:: Your objective ::
Copy each line of the listing where the word "boulder" can be found.

:: Available data ::
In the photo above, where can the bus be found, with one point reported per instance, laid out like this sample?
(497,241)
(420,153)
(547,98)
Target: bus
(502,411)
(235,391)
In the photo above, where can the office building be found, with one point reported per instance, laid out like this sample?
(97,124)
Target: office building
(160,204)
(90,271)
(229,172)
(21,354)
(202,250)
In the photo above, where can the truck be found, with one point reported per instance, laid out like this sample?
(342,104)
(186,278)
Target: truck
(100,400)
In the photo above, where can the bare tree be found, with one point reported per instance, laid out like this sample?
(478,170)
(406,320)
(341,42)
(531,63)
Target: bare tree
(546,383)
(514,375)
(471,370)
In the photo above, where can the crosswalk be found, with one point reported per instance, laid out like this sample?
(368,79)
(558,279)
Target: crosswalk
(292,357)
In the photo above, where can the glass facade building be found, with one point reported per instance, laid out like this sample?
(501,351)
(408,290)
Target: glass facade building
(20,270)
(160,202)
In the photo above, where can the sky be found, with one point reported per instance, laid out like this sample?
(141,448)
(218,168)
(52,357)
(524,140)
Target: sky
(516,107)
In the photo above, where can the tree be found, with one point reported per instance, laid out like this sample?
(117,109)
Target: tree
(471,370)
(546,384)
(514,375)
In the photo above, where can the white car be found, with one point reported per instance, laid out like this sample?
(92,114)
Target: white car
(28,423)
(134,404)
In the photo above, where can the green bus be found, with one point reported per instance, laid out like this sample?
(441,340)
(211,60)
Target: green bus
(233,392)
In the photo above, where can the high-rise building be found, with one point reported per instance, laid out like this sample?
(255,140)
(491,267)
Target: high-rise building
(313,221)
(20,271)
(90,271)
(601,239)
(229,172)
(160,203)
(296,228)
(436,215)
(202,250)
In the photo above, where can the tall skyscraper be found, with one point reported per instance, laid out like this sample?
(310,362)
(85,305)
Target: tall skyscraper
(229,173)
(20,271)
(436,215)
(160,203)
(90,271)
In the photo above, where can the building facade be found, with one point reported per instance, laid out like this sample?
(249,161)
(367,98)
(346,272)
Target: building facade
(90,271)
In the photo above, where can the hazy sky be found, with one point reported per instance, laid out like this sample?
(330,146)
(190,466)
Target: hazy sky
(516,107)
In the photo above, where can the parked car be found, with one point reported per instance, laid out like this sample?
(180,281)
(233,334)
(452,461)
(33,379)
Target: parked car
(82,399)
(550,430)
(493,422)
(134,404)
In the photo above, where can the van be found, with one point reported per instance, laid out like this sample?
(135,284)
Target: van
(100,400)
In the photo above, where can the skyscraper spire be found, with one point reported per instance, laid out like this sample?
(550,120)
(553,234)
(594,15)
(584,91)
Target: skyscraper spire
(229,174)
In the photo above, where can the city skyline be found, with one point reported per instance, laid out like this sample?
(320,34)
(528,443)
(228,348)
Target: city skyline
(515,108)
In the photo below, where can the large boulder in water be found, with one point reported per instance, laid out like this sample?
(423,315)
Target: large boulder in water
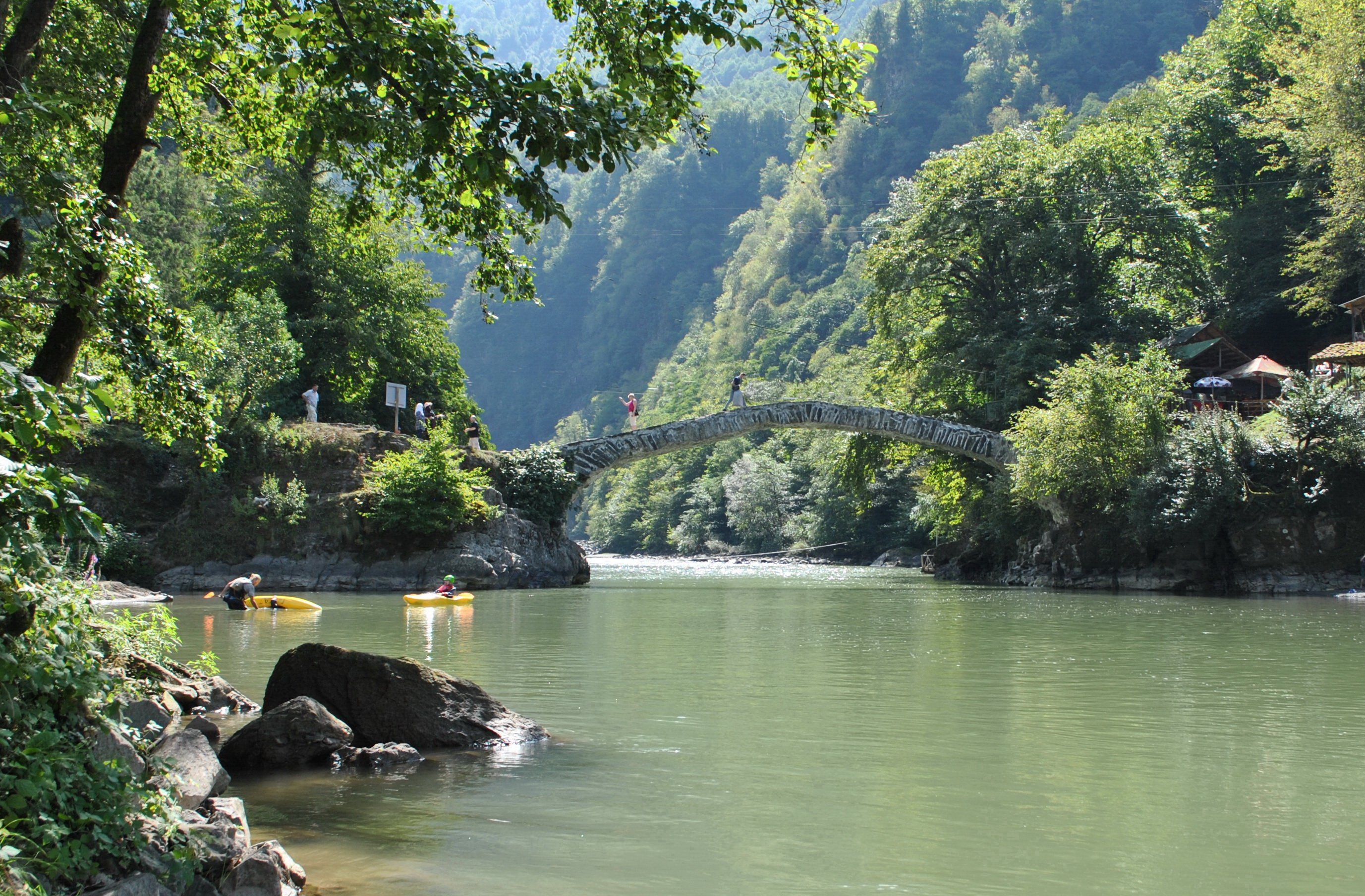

:: Task result ::
In the photo below, where can the large boulder in water be found, with one point reported per instance, laid out like this sample?
Target: large boulder in water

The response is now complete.